### Excerpted passage
Email: oferm@ekmd.huji.ac.il
Senior author: Ofer Mandelboim

Summary

NKG2D is one of the best characterized activating receptors and is expressed on natural killer cells and on various T-cell subsets. This receptor recognizes several different ligands that are induced by cellular stresses. In this review, we described the mechanisms controlling the expression of NKG2D ligands, with the emphasis on post-transcriptional and post-translational regulation.

Introduction

For many years natural killer (NK) cells were thought to be controlled only by inhibitory mechanisms. Killing of target cells was considered to be a default, resulting from the absence of inhibitory signals. The discovery of activating receptors expressed by NK cells added another layer of complexity to our understanding of how NK killing is controlled, and thus the regulation of activity of NK cells is now considered in terms of a balance between inhibitory and activating signals.

The activating receptor NKG2D is a potent stimulatory immunoreceptor that is expressed on NK cells, NKT cells, γδ+ T cells and CD8+ T cells.1 Engagement of NKG2D by its ligands leads either to the direct activation of killing and cytokine secretion by NK cells or to a costimulation of cytotoxic T-lymphocyte (CTL) cytotoxicity. Because of this potent killing ability, surface expression of NKG2D ligands (NKG2DL) must be tightly regulated so that the immune response is not triggered inappropriately. In this review, we will concentrate on the possible mechanisms controlling NKG2DL expression.

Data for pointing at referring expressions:
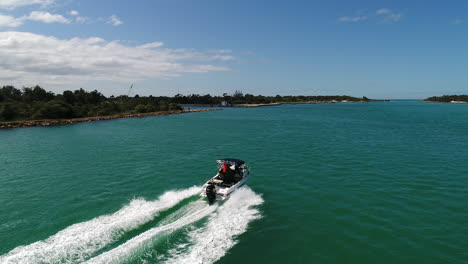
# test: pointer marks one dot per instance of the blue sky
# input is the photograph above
(379, 49)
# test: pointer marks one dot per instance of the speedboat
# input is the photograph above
(232, 174)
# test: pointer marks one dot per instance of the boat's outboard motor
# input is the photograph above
(211, 193)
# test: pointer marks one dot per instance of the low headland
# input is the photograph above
(58, 122)
(454, 99)
(34, 106)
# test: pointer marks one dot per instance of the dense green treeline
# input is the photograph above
(31, 103)
(240, 98)
(448, 98)
(36, 103)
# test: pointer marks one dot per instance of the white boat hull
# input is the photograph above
(223, 192)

### How to complete this task
According to the excerpt on the NKG2D receptor, on which cell types is NKG2D expressed?

### Reply to the exercise
NK cells, NKT cells, γδ+ T cells and CD8+ T cells.